## Problem details
Could you rescale the records from the start up to and including the line with "left=434, top=545, right=522, bottom=632" and write only those lines out again, requests and all? Multiply every bounding box coordinate by 1.65 and round it to a whole number, with halves going up.

## Input

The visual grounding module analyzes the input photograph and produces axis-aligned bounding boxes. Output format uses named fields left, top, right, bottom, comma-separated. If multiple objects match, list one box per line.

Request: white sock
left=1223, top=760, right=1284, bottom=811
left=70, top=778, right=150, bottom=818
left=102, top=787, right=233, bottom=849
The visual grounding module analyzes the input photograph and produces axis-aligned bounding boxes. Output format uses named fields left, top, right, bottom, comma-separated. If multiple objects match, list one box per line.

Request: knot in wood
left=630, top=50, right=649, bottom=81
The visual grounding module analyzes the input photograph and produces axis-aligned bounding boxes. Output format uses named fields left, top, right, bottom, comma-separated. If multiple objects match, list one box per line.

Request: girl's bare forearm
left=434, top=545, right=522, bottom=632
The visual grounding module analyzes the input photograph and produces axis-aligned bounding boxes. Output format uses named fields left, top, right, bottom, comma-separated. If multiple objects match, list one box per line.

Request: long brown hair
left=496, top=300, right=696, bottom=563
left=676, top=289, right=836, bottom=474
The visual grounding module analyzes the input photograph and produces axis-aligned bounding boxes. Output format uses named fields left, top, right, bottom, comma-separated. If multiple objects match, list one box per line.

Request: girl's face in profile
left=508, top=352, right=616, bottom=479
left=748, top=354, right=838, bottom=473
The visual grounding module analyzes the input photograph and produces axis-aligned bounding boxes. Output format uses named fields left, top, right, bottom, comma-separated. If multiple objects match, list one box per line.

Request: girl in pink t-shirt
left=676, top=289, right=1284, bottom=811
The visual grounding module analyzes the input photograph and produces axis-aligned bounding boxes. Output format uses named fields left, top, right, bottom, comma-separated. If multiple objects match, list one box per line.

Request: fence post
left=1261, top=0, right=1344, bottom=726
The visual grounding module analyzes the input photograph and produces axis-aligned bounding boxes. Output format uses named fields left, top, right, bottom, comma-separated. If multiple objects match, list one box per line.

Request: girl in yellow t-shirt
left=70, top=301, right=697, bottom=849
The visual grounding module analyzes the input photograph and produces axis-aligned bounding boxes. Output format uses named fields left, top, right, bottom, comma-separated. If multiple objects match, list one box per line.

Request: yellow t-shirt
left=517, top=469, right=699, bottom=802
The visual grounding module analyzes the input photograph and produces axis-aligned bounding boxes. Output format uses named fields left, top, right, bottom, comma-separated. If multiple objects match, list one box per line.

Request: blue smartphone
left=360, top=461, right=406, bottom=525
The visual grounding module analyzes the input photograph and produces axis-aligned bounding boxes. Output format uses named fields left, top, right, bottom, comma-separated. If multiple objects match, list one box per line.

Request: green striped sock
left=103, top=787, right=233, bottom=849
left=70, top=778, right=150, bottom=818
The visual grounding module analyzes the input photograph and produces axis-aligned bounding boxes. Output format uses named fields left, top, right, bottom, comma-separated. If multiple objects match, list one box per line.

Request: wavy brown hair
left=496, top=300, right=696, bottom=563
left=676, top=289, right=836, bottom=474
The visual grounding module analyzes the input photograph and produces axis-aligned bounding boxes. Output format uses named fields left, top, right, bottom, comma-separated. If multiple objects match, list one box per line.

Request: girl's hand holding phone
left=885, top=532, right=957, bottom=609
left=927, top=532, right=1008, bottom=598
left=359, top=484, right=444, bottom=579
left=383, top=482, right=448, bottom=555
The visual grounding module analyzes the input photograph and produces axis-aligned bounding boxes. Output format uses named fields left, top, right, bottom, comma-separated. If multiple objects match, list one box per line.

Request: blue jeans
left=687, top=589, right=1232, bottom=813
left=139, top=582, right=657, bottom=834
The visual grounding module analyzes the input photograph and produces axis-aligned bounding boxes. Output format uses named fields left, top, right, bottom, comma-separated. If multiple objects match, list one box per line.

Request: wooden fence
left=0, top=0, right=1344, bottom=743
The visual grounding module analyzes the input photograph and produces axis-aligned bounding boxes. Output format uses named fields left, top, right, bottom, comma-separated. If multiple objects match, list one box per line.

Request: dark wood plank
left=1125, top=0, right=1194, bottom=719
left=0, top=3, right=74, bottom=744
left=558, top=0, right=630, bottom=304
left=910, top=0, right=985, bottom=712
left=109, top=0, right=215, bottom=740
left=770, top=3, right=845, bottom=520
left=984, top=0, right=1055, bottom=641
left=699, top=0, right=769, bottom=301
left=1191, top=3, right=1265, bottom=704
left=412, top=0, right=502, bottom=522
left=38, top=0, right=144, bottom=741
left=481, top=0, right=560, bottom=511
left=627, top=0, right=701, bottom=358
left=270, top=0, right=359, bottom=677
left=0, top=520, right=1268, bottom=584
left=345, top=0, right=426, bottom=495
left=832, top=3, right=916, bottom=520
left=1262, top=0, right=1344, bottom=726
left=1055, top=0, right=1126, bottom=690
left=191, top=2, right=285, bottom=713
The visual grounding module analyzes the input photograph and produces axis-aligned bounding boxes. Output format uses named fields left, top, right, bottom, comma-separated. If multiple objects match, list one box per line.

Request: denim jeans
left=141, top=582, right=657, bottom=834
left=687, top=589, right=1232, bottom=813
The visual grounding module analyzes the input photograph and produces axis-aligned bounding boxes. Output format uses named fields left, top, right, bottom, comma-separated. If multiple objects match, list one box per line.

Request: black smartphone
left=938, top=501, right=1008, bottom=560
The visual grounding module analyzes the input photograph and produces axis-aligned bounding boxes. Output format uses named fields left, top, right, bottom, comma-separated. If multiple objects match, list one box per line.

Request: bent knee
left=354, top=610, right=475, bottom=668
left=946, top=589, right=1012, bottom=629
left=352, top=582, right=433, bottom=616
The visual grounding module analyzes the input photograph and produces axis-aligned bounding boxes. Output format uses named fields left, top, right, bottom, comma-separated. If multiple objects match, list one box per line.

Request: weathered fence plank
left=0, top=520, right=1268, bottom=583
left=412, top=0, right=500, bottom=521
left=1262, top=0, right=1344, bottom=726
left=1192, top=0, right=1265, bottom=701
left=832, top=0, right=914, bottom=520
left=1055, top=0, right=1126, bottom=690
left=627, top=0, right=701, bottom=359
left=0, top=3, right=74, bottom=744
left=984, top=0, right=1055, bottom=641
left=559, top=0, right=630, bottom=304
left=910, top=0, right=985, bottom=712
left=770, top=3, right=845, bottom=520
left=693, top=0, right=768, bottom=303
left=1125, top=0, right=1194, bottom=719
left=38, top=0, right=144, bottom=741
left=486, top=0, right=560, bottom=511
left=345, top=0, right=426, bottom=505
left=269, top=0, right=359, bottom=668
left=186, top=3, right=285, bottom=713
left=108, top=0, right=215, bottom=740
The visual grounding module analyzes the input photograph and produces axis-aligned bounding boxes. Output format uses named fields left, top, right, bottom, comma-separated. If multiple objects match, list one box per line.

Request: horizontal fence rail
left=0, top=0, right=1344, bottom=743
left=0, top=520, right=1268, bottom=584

## Output for this task
The visual grounding module analyzes the input photograph and produces axis-aligned bounding boxes. Output format uses named fields left, top, right, bottom, comma-separated. If multiple objects match, list one box per line.

Request: white sock
left=2018, top=1254, right=2119, bottom=1338
left=116, top=1284, right=248, bottom=1350
left=168, top=1299, right=384, bottom=1401
The visual grounding module analyzes the input photograph and produces axis-aligned bounding boxes. Output format uses named fields left, top, right, bottom, comma-separated. If multiple objects match, list one box per line.

Request: knot in wood
left=1040, top=83, right=1071, bottom=134
The visual grounding module analyzes the input photograph and produces axis-aligned bounding boxes. Output format uses named fields left, top, right, bottom, comma-separated. If multiple objects match, list one box per line.

Request: girl's bare forearm
left=716, top=899, right=861, bottom=1043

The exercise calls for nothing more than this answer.